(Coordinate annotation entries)
<<<<
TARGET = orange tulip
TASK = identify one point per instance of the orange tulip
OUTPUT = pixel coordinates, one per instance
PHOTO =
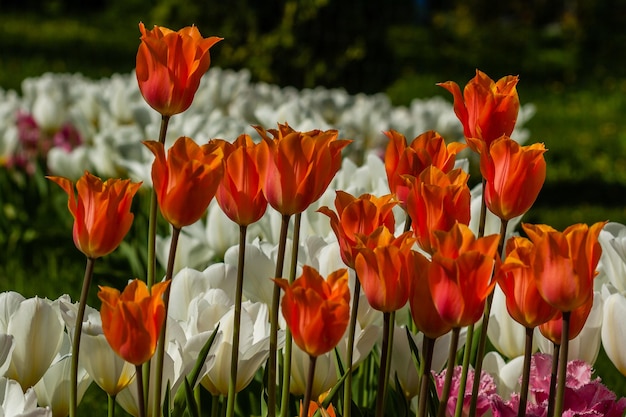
(316, 310)
(132, 320)
(517, 280)
(514, 175)
(425, 150)
(358, 216)
(383, 271)
(240, 195)
(460, 274)
(566, 263)
(436, 201)
(187, 180)
(101, 212)
(297, 167)
(487, 109)
(170, 65)
(553, 329)
(423, 310)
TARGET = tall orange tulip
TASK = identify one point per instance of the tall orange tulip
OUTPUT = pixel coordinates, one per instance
(487, 109)
(186, 181)
(423, 310)
(297, 167)
(566, 263)
(316, 310)
(514, 175)
(132, 320)
(170, 65)
(460, 274)
(436, 201)
(358, 216)
(240, 195)
(553, 328)
(383, 271)
(425, 150)
(101, 212)
(517, 280)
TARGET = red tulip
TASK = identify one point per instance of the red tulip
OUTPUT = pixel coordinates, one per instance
(487, 109)
(185, 182)
(240, 195)
(132, 320)
(425, 150)
(170, 65)
(297, 167)
(358, 217)
(101, 212)
(316, 310)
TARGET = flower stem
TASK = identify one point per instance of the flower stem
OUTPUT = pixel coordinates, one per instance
(555, 361)
(482, 343)
(166, 299)
(288, 339)
(445, 393)
(272, 363)
(560, 385)
(78, 329)
(528, 351)
(110, 405)
(347, 386)
(309, 386)
(428, 345)
(141, 403)
(234, 358)
(385, 356)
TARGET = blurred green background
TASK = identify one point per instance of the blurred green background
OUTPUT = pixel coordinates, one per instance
(569, 56)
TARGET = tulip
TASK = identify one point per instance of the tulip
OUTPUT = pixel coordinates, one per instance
(425, 150)
(383, 271)
(132, 320)
(514, 175)
(487, 109)
(460, 274)
(518, 282)
(316, 310)
(15, 402)
(240, 195)
(177, 179)
(297, 167)
(170, 65)
(33, 319)
(565, 263)
(436, 201)
(101, 212)
(356, 216)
>>>>
• _Work to complete_
Substitute "mark a single point for each instance" for every "identify one point per instance" throughout the entries, leaving everything else unchanged. Leave the pictures out of your version.

• _Task answer_
TARGET = orange tulip
TASK = mark a single point for each instance of the orange tulip
OUTPUT = pixel coordinates, one per instance
PHOTO =
(316, 310)
(132, 320)
(517, 280)
(514, 175)
(425, 150)
(358, 216)
(383, 271)
(240, 195)
(460, 274)
(566, 263)
(436, 201)
(187, 180)
(101, 212)
(297, 167)
(487, 109)
(170, 65)
(553, 329)
(423, 310)
TARGET = tall orange tulip
TASK = mark a single point for each instance of the tall orange tulip
OUTPUT = pixel coordinates, one per instance
(487, 109)
(186, 181)
(423, 310)
(297, 167)
(566, 263)
(316, 310)
(514, 175)
(132, 320)
(170, 65)
(460, 274)
(436, 201)
(358, 216)
(240, 195)
(553, 328)
(383, 271)
(425, 150)
(101, 212)
(517, 280)
TARGET = red tulip
TASK = mark a single point for each instance of the red tulip
OUTPUT = pixel coordinates, one per instance
(487, 109)
(185, 182)
(240, 195)
(132, 320)
(425, 150)
(170, 65)
(297, 167)
(358, 217)
(101, 212)
(316, 310)
TARGET = flower stem
TASK = mark a single point for each instance of the flower stem
OUTPUT = pixel coordinates, one per instance
(555, 361)
(482, 343)
(166, 299)
(288, 339)
(445, 393)
(272, 363)
(560, 385)
(78, 329)
(528, 351)
(110, 405)
(347, 386)
(309, 386)
(428, 345)
(141, 403)
(234, 358)
(385, 356)
TARGET = blurred green background
TASK = mark a single point for each instance of the blurred green background
OUTPUT = pixel coordinates, one per instance
(569, 56)
TARGET = tulip
TASK = mark a single point for each instance of the tulip
OUTPUT = pixel coordinates, one per instance
(425, 150)
(383, 271)
(132, 320)
(514, 175)
(487, 109)
(460, 274)
(518, 282)
(316, 310)
(15, 402)
(240, 195)
(177, 179)
(297, 167)
(170, 65)
(33, 319)
(565, 263)
(436, 201)
(101, 212)
(356, 216)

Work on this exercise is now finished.